#### ISTRUZIONI DEL COMPITO:
Riporta senza alcuna modifica tutte le righe qui sotto, tralasciando le immagini.

━━ DATI IN INGRESSO ━━

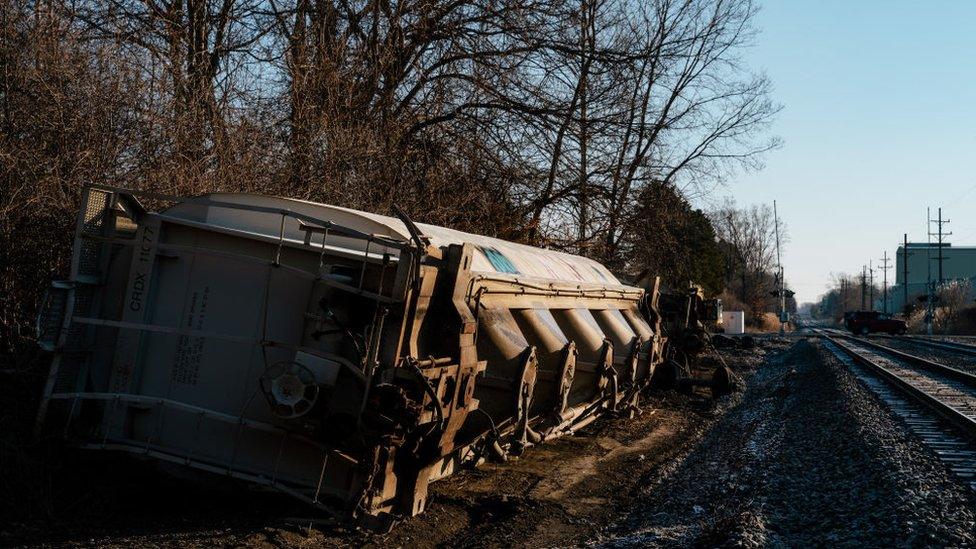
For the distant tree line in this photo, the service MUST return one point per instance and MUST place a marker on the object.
(585, 125)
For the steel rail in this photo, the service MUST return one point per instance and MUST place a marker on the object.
(962, 348)
(955, 417)
(948, 371)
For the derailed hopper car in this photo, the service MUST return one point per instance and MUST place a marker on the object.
(346, 358)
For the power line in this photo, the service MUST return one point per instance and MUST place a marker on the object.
(940, 234)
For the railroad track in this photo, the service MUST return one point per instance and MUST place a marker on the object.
(961, 348)
(937, 402)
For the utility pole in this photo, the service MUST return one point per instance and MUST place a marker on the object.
(884, 282)
(864, 269)
(940, 234)
(871, 285)
(928, 287)
(779, 289)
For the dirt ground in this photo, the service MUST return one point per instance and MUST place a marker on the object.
(561, 493)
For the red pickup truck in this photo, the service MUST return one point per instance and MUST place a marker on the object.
(866, 322)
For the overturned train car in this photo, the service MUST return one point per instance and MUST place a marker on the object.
(346, 358)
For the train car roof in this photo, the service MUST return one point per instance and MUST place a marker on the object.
(493, 255)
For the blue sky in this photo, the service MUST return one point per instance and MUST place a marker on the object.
(878, 122)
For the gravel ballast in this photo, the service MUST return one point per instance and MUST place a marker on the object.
(808, 457)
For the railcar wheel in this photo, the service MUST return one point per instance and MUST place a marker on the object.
(667, 375)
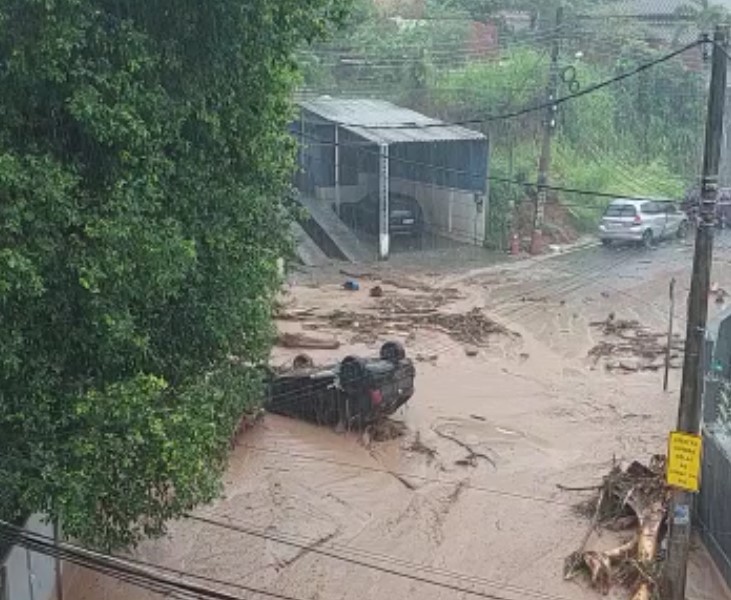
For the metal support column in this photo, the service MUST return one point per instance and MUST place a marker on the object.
(384, 238)
(337, 169)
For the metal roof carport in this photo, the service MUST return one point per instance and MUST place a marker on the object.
(391, 141)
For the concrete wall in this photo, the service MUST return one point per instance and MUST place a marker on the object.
(447, 212)
(713, 517)
(28, 575)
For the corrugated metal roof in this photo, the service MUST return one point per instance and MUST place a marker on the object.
(385, 123)
(651, 8)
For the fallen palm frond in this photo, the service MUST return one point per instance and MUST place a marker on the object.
(632, 498)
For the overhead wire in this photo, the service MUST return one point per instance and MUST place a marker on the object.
(543, 106)
(143, 572)
(324, 551)
(308, 544)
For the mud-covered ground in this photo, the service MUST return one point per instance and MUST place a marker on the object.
(531, 375)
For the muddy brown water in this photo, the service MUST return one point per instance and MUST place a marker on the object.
(534, 411)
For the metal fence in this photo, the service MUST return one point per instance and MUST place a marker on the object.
(712, 509)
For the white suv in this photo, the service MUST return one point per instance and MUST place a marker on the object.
(642, 221)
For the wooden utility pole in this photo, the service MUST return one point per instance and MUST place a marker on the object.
(669, 349)
(689, 414)
(549, 127)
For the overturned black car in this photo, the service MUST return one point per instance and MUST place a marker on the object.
(354, 392)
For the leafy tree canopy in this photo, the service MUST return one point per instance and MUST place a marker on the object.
(142, 154)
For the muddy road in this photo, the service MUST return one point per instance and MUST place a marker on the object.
(467, 499)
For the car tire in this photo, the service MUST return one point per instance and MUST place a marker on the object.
(353, 372)
(392, 352)
(682, 232)
(648, 239)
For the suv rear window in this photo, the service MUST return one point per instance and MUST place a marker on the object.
(620, 210)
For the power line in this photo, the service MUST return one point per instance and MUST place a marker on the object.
(112, 565)
(558, 101)
(309, 545)
(477, 488)
(324, 552)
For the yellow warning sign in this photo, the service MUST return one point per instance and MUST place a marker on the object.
(684, 461)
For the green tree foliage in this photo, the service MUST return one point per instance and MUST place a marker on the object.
(143, 149)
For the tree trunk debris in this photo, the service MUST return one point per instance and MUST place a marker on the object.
(471, 459)
(632, 498)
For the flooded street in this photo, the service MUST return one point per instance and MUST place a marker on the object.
(467, 503)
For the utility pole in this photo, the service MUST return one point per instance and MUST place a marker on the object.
(689, 414)
(549, 127)
(669, 349)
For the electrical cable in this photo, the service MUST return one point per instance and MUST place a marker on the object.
(313, 549)
(546, 105)
(34, 541)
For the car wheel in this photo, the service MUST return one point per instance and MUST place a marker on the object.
(393, 352)
(353, 372)
(648, 239)
(683, 230)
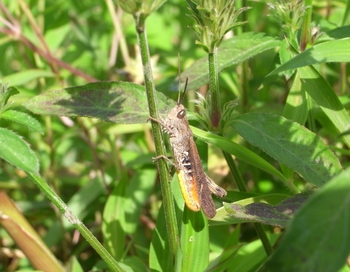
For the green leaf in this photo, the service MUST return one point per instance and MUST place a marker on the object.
(5, 94)
(291, 144)
(194, 241)
(224, 215)
(113, 217)
(23, 119)
(237, 150)
(331, 51)
(223, 262)
(160, 256)
(275, 215)
(16, 151)
(231, 52)
(324, 95)
(318, 238)
(137, 194)
(118, 102)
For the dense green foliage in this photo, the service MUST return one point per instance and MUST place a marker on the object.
(76, 89)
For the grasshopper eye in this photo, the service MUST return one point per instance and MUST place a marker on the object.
(181, 114)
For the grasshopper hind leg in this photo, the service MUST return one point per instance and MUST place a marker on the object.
(214, 188)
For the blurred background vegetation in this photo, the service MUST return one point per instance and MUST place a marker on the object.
(50, 45)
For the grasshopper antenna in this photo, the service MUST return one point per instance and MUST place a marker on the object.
(179, 97)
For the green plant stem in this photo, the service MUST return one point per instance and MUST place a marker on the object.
(306, 26)
(90, 238)
(215, 109)
(241, 186)
(168, 200)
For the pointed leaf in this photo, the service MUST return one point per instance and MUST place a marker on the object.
(16, 151)
(23, 119)
(239, 151)
(119, 102)
(275, 215)
(331, 51)
(325, 96)
(291, 144)
(318, 238)
(231, 52)
(194, 241)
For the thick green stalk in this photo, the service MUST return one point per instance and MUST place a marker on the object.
(168, 199)
(215, 109)
(90, 238)
(215, 118)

━━━

#### RISPOSTA FINALE:
For the distant tree line in this photo, the service MUST return one point per instance and MUST place a marker on the object.
(585, 125)
For the steel rail in this photo, the service MUST return one point per instance and MUST place a marker on the object.
(962, 348)
(955, 417)
(948, 371)
For the derailed hopper car in this photo, the service MUST return one point per instance and MUST place a marker on the object.
(346, 358)
For the power line in this photo, the service MUST return one point per instance and MUST place a marker on the object.
(940, 234)
For the railroad track in this photo, the service MUST return one point per instance and MUST place a marker on the object.
(961, 348)
(937, 402)
For the utility pole in this photo, the service MUST return one point per instance and MUST place a marker on the object.
(884, 282)
(864, 269)
(940, 234)
(871, 285)
(928, 287)
(779, 289)
For the dirt ground in this photo, the service MUST return one point per instance and MUST place a marker on the object.
(561, 493)
For the red pickup truck in this photo, the service MUST return one point per instance and MUST place a marker on the object.
(866, 322)
For the overturned train car in this photo, the service MUST return one point per instance and MUST place a marker on the object.
(346, 358)
For the train car roof in this photo, the service MUST return one point per instance and MUST place a marker on the object.
(493, 255)
For the blue sky in this photo, the service MUST return one point per instance and MUST place a marker on the object.
(878, 122)
For the gravel ballast in this photo, the service MUST return one point per instance and MUST place a marker on the object.
(808, 457)
For the railcar wheel in this photo, the service MUST return one point per instance and MUST place a marker on the object.
(667, 375)
For the metal support column in this photo, the service MUST return one point per instance and MUST place a marker on the object.
(384, 238)
(337, 169)
For the metal roof carport in this photo, the service MUST return one point per instance and MUST place a marker on the object.
(391, 141)
For the concrete wall in this photo, the service MUST return one point per instance and MUST place a marker on the object.
(447, 212)
(713, 517)
(28, 575)
For the corrugated metal roof in this photo, the service MUST return one point per instance and MUST place a marker on the object.
(385, 123)
(651, 8)
For the fallen palm frond in this photo, the service MUST return one point per instance and MUST place a marker on the object.
(632, 498)
For the overhead wire in this photo, the service MUST return one point per instance and MUST place a marker on the object.
(543, 106)
(143, 572)
(324, 551)
(308, 544)
For the mud-covered ground in this photo, the service MUST return one point per instance and MUST place a marker on the object.
(531, 375)
For the muddy brown water in this photo, the service MUST return one point per instance and MUST place a marker on the object.
(534, 411)
For the metal fence in this photo, the service MUST return one point per instance and MUST place a marker on the object.
(712, 509)
For the white suv in this photo, the service MUST return one point per instance and MUST place a marker on the object.
(642, 221)
For the wooden utility pole in this photo, the service MUST return one point per instance and MUST place a marker on the object.
(669, 349)
(689, 414)
(549, 127)
For the overturned black car in this photo, the service MUST return one point per instance and MUST place a marker on the object.
(354, 392)
For the leafy tree canopy in this photo, the service MUST return one point per instance and MUST place a marker on the object.
(142, 154)
For the muddy road in this photo, the service MUST return one point per instance and MUST place a marker on the object.
(467, 499)
For the car tire in this photo, the service MUST return one point per instance and MUST place a marker on the object.
(353, 372)
(392, 352)
(682, 232)
(648, 239)
For the suv rear window in this photo, the service MUST return one point per instance and MUST place a marker on the object.
(620, 210)
For the power line in this photo, the service MUST return one point per instance and MUST place a marker on the object.
(112, 565)
(558, 101)
(309, 545)
(477, 488)
(324, 552)
For the yellow warning sign in this photo, the service MUST return one point per instance and MUST place a marker on the object.
(684, 461)
For the green tree foliage in this photo, the service MUST return one point per instance and MUST place a marker on the object.
(143, 149)
For the tree trunk debris in this photo, the service MUST return one point per instance and MUST place a marker on the object.
(471, 459)
(632, 498)
For the flooded street in this photo, the service MUST return one point per instance and MUST place a marker on the object.
(467, 503)
For the utility pole in this photo, the service MUST return one point per instance and MUST place a marker on the object.
(689, 414)
(549, 127)
(669, 349)
For the electrical cable in this photo, the service MUST return one point per instance and MUST place a marker on the object.
(313, 549)
(546, 105)
(34, 541)
For the car wheel in this photo, the service MUST return one point per instance and MUST place a marker on the object.
(393, 352)
(353, 372)
(648, 239)
(683, 230)
For the green leaf in this photo, the service MUST return one point per instance and MUST place a marker on the object.
(5, 94)
(291, 144)
(194, 241)
(224, 215)
(113, 217)
(23, 119)
(237, 150)
(331, 51)
(223, 262)
(160, 256)
(275, 215)
(16, 151)
(231, 52)
(324, 95)
(318, 238)
(137, 194)
(118, 102)
For the dense green foliage in this photo, the service MUST return one point per instance and MUST place a marker on the object.
(76, 89)
For the grasshopper eye in this photo, the service MUST return one point per instance and MUST place a marker on the object.
(181, 114)
For the grasshopper hind leg in this photo, the service MUST return one point per instance and MUST place a marker on the object.
(214, 188)
For the blurred background vegetation in this photo, the service MUST return one point per instance and MUST place a marker on the object.
(50, 45)
For the grasshopper antenna in this photo, the service MUST return one point per instance and MUST place a marker on the object.
(179, 97)
For the green plant stem in this photo, the service MUST return one point per instance and MUST place a marker on the object.
(306, 26)
(90, 238)
(215, 109)
(241, 186)
(168, 200)
For the pointed leaf in this photo, the service MUST return one point per instance and MUST place a marker on the object.
(16, 151)
(23, 119)
(239, 151)
(119, 102)
(275, 215)
(331, 51)
(325, 96)
(291, 144)
(318, 238)
(231, 52)
(194, 241)
For the thick green stalk in this photo, the service MUST return one point per instance and MUST place a marker on the object.
(168, 199)
(215, 109)
(90, 238)
(215, 118)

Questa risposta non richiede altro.